(Extracto proporcionado):
● ● ●

Para evitarlo, posiblemente sea imprescindible reconocernos
profundamente como occidentales, sentir que formamos parte de esta construcción
–con sus males y sus bondades-, como el granito de arena forma parte de la
playa, y que al mismo tiempo somos constructores de este modo o sistema
occidental. Y aquí sostengo que, al construir, uno aporta o a lo malo o a lo
bueno. Cada hombre es su conciencia y sus actos. Y, lógicamente, es desde esa
conciencia, desde ese espíritu, que especulará al indagar el I Ching.
No se me escapa que cuanto expreso resulte, al cabo, sólo un
montón de vaguedades, inquietudes sin otra importancia –si es que la tienen-
que la de transmitirlas e intercambiar opiniones, si alguien se interesara en
ello.

● ● ●

(Material proporcionado):
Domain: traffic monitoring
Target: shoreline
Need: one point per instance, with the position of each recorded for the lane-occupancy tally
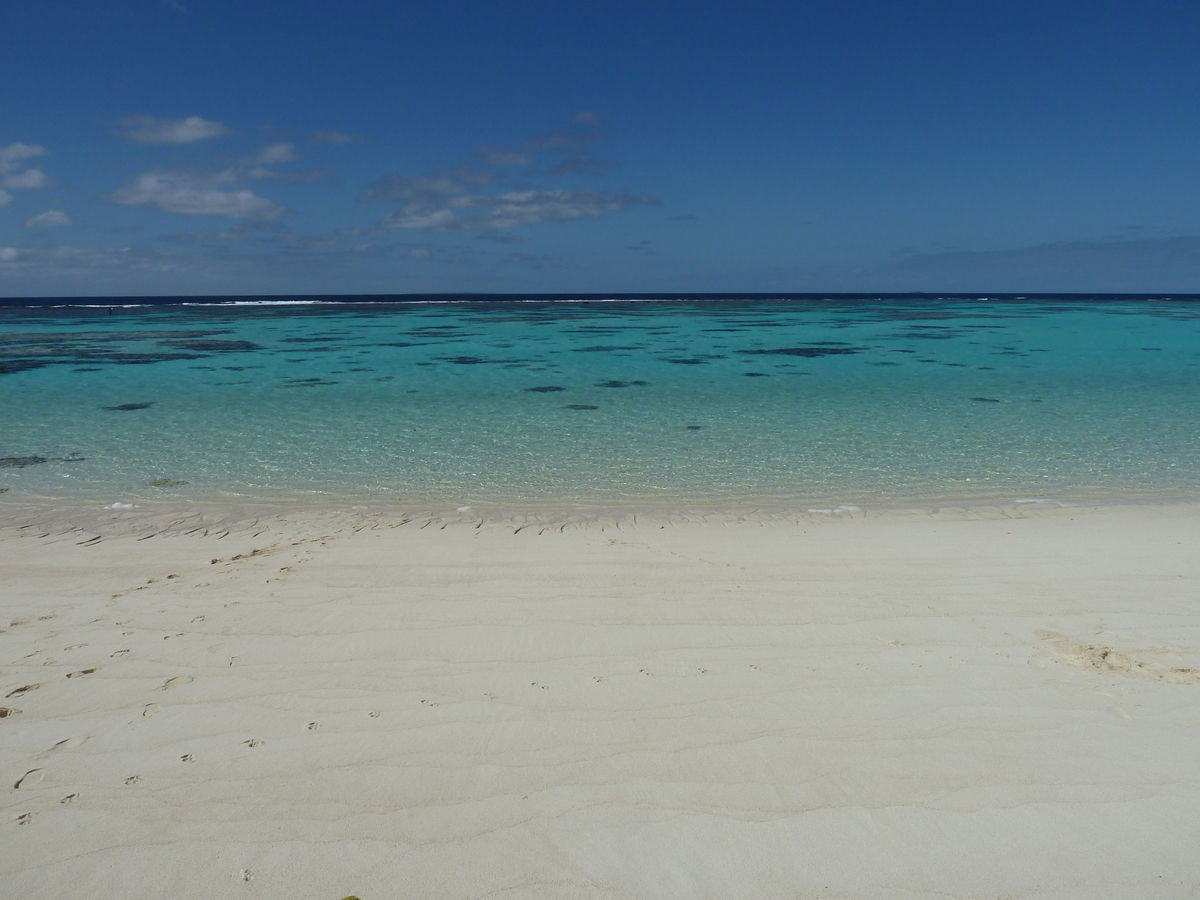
(46, 516)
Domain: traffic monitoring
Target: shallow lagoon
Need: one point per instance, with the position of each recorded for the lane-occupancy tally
(595, 402)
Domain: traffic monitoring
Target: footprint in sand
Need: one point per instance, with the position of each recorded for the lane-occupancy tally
(29, 779)
(67, 744)
(1111, 661)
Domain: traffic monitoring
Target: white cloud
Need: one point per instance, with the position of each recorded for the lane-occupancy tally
(150, 130)
(444, 202)
(49, 219)
(12, 174)
(196, 195)
(12, 155)
(29, 178)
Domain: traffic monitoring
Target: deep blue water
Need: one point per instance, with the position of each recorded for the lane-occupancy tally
(582, 399)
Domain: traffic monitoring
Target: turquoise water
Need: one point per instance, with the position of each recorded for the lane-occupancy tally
(655, 402)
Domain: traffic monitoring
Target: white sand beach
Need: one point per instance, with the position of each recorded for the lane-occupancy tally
(286, 705)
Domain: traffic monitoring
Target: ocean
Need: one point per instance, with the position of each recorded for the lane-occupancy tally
(589, 400)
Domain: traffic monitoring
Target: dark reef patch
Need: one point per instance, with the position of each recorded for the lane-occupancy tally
(811, 351)
(9, 366)
(215, 346)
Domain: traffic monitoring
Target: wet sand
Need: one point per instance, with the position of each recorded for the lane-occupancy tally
(291, 702)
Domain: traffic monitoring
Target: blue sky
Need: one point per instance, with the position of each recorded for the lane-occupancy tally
(205, 147)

● ● ●

(Enunciado del ejercicio A): Reproduce sin cambios la parte del extracto proporcionado que se abre con las palabras "Para evitarlo, posiblemente" y se cierra con "el I Ching.".
(Enunciado del ejercicio B): Devuelve todas las líneas de los registros que contengan la cadena "Target". Ten en cuenta que se distinguen mayúsculas y minúsculas.

(Solución del problema A):
Para evitarlo, posiblemente sea imprescindible reconocernos
profundamente como occidentales, sentir que formamos parte de esta construcción
–con sus males y sus bondades-, como el granito de arena forma parte de la
playa, y que al mismo tiempo somos constructores de este modo o sistema
occidental. Y aquí sostengo que, al construir, uno aporta o a lo malo o a lo
bueno. Cada hombre es su conciencia y sus actos. Y, lógicamente, es desde esa
conciencia, desde ese espíritu, que especulará al indagar el I Ching.

(Solución del problema B):
Target: shoreline
Target: shallow lagoon
Target: footprint in sand
Target: white cloud
Target: deep blue water
Target: turquoise water
Target: white sand beach
Target: ocean
Target: dark reef patch
Target: wet sand
Target: blue sky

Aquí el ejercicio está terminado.